Whilst during my college days I remember being explained something along the lines of, “if you roll (a balanced) dice, say 6 times, one of the outcome would be the number 2”.

Fair enough. But this could not be proven. What if all 6 times the dice resulted in 2? What if I did it 12 times and all 12 resulted in a 2? Would I succeed if I did 18 rolls? 20? There was only one way to find out. Experiment it.

The closest thing to experimenting with a dice was doing this virtually using my favourite tool Excel. I had decided to roll the dice enough times. How much is enough? I settled on 5000 first, then thought 7500 and then settled with a nice round number of 10000.

The best way to roll a dice in Excel is to use the function “RANDBETWEEN(1,6)” and then copying it into the 10,000 cells – took me all of 10 seconds!

Next, list the outcomes i.e. numbers 1 to 6 and then count the number of times each occurred. Also called the ‘frequency’ (done using a simple “COUNTIF” function). Finally divide each number by 10000 (i.e. total number of rolls) to give us the probability.

In my case, this was

No | 1 | 2 | 3 | 4 | 5 | 6 | Totals |

Outcomes | 1728 | 1687 | 1655 | 1667 | 1660 | 1603 | 10000 |

Probability | 0.1728 | 0.1687 | 0.1655 | 0.1667 | 0.1660 | 0.1603 | 1 |

Bingo! Experiment successful!

Add to this the fact that the 10000 cells of actual outcomes and the summary table containing formulae, a simple F9 on the spreadsheet refreshes and recalculates these random numbers, thus conducting another 10000 rolls in a fraction of a second. The actual outcomes change but still stay within the 0.16 – 0.17 range, thus proving the experiment a success!

* _The data_
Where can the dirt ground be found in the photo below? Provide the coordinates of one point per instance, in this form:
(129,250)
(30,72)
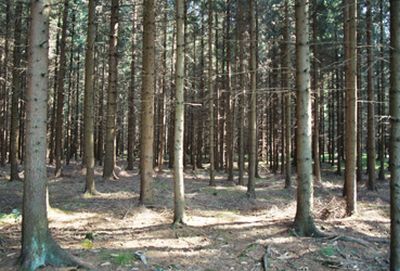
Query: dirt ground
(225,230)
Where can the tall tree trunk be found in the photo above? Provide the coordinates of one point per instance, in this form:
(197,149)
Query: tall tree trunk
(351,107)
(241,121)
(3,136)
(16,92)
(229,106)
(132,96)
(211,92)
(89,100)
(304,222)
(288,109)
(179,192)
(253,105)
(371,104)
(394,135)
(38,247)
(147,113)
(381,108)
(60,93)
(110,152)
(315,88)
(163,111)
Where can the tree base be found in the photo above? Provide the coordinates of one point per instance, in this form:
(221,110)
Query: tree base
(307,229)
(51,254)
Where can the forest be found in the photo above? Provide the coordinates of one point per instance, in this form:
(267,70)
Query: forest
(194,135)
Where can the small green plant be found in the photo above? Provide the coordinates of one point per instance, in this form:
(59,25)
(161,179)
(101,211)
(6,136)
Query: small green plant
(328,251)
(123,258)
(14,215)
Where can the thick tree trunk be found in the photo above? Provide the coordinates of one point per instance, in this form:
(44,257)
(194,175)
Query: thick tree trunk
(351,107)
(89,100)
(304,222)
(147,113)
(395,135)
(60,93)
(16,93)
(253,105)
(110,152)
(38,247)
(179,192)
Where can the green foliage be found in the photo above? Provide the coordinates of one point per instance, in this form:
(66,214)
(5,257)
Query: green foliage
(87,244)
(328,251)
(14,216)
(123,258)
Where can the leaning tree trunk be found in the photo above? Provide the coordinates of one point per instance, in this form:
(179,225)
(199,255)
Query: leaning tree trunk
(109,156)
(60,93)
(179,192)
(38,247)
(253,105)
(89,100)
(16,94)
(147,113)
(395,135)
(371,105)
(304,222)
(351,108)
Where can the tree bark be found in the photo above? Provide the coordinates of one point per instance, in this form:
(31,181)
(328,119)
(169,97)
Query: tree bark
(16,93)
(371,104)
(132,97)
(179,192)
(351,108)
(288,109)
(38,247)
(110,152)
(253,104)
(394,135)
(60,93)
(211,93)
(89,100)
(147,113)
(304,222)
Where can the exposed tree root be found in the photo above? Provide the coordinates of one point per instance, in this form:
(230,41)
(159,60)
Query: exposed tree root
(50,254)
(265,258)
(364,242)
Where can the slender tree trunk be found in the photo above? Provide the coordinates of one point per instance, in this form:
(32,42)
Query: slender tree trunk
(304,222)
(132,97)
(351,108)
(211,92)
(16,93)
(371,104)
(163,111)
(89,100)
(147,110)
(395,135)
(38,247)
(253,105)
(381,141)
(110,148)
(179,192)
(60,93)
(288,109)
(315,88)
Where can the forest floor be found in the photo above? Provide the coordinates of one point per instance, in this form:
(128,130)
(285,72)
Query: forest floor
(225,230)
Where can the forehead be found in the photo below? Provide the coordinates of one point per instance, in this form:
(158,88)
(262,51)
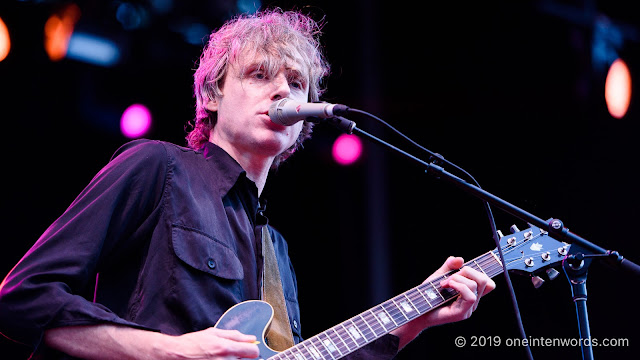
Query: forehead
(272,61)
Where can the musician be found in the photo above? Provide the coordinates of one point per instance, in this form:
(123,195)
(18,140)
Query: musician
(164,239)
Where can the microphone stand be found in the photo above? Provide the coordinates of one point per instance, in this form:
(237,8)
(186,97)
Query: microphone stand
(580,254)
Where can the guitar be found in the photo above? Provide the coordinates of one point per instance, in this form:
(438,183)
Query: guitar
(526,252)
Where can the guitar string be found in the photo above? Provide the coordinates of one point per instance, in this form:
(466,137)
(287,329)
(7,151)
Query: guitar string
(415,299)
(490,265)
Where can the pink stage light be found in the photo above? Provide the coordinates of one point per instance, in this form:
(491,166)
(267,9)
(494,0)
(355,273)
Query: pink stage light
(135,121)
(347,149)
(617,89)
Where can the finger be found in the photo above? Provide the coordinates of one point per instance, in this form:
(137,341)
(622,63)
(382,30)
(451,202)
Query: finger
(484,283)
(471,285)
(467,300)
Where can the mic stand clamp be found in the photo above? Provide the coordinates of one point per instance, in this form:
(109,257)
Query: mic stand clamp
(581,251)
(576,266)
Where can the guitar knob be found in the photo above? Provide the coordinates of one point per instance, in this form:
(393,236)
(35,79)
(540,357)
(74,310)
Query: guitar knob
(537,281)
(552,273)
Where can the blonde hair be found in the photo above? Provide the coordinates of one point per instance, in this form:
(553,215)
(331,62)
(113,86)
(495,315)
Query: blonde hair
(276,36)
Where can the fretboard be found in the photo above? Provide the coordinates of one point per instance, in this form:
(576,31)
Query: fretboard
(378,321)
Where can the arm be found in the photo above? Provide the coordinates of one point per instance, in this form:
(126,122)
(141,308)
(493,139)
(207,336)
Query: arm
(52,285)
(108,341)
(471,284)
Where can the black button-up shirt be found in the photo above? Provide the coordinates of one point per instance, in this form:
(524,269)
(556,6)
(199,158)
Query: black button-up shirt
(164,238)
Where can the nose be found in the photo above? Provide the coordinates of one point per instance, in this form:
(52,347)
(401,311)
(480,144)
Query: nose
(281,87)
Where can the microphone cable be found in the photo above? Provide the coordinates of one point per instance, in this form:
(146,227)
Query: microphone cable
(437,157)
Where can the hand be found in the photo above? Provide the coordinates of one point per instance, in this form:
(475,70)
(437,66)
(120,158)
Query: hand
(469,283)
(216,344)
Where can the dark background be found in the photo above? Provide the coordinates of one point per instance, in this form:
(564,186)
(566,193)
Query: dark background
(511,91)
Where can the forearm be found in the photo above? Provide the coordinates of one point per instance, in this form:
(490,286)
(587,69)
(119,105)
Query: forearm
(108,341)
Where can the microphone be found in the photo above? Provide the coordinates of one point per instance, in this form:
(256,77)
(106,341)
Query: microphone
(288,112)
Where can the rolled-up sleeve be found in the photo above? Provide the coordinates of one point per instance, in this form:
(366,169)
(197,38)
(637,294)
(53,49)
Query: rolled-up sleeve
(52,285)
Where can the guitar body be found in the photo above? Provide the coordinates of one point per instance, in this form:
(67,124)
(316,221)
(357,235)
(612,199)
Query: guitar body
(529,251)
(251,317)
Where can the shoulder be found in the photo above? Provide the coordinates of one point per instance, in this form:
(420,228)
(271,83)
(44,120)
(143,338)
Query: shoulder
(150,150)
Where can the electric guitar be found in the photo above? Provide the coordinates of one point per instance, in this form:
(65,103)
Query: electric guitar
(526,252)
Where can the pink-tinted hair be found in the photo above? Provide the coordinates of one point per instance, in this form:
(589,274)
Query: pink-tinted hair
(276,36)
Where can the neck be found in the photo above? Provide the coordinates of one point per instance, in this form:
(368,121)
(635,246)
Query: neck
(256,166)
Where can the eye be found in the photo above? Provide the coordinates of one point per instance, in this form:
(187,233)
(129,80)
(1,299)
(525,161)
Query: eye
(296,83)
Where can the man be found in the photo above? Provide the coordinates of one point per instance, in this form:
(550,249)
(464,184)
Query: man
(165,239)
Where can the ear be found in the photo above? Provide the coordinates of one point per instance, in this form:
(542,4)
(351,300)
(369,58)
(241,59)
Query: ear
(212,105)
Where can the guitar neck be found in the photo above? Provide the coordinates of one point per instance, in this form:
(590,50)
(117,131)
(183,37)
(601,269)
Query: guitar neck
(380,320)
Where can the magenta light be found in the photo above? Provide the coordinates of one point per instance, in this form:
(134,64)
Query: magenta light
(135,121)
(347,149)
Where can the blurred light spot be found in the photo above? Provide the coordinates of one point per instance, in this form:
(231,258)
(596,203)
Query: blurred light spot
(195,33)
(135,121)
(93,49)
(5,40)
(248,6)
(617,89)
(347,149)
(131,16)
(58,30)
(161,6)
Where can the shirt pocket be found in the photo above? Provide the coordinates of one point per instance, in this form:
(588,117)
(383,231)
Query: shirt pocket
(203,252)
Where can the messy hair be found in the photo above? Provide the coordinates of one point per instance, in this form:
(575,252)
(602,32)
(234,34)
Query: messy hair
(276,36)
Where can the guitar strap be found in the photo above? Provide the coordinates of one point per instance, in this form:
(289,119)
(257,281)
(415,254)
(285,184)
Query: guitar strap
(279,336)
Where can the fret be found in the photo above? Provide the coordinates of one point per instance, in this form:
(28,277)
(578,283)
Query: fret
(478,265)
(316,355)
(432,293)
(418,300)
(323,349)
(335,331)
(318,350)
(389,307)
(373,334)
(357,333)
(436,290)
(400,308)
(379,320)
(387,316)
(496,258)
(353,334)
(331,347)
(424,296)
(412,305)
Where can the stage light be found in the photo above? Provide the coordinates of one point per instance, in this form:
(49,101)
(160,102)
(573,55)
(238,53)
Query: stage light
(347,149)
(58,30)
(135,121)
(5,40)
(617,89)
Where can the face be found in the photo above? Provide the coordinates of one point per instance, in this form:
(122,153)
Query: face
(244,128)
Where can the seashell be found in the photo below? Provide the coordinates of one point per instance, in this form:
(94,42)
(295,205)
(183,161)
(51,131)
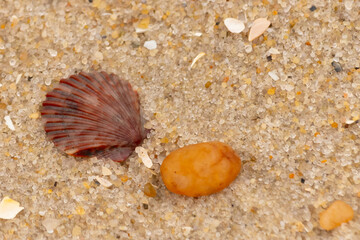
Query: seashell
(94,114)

* _Prompt 1_
In the Excel dice-rolling article, which function does the writer use to simulate a single roll?
* _Prompt 2_
Carry on the Excel dice-rolling article from its final sentence.

* _Your response 1_
RANDBETWEEN(1,6)

* _Your response 2_
Now I wanted to scale this up and experiment with two dies. I also remembered that such a random experiment would have a pattern to it when I plot a simple bar chart for the amount of outcomes. This is in the shape of a bell-curve. This would allow me to demonstrate the simple, probability density function (or the normal distribution).

For the first part, I just substituted the actual outcome formula to “RANDBETWEEN(2, 12)” – since the minimum number rolled would be 1 on the first dice + 1 on the other dice and the maximum being 6 and 6. The ‘frequency distribution’ for this experiment now changed to:

No | 2 | 3 | 4 | 5 | 6 | 7 | 8 | 9 | 10 | 11 | 12 | Totals |

Outcomes | 933 | 894 | 906 | 920 | 942 | 903 | 905 | 901 | 919 | 883 | 894 | 10000 |

Probability | 0.0933 | 0.0894 | 0.0906 | 0.0920 | 0.0942 | 0.0903 | 0.0905 | 0.0901 | 0.0919 | 0.0883 | 0.0894 | 1.0000 |

For the second part, I had to select the actual outcomes and chart a simple bar chart, but this came out all wrong.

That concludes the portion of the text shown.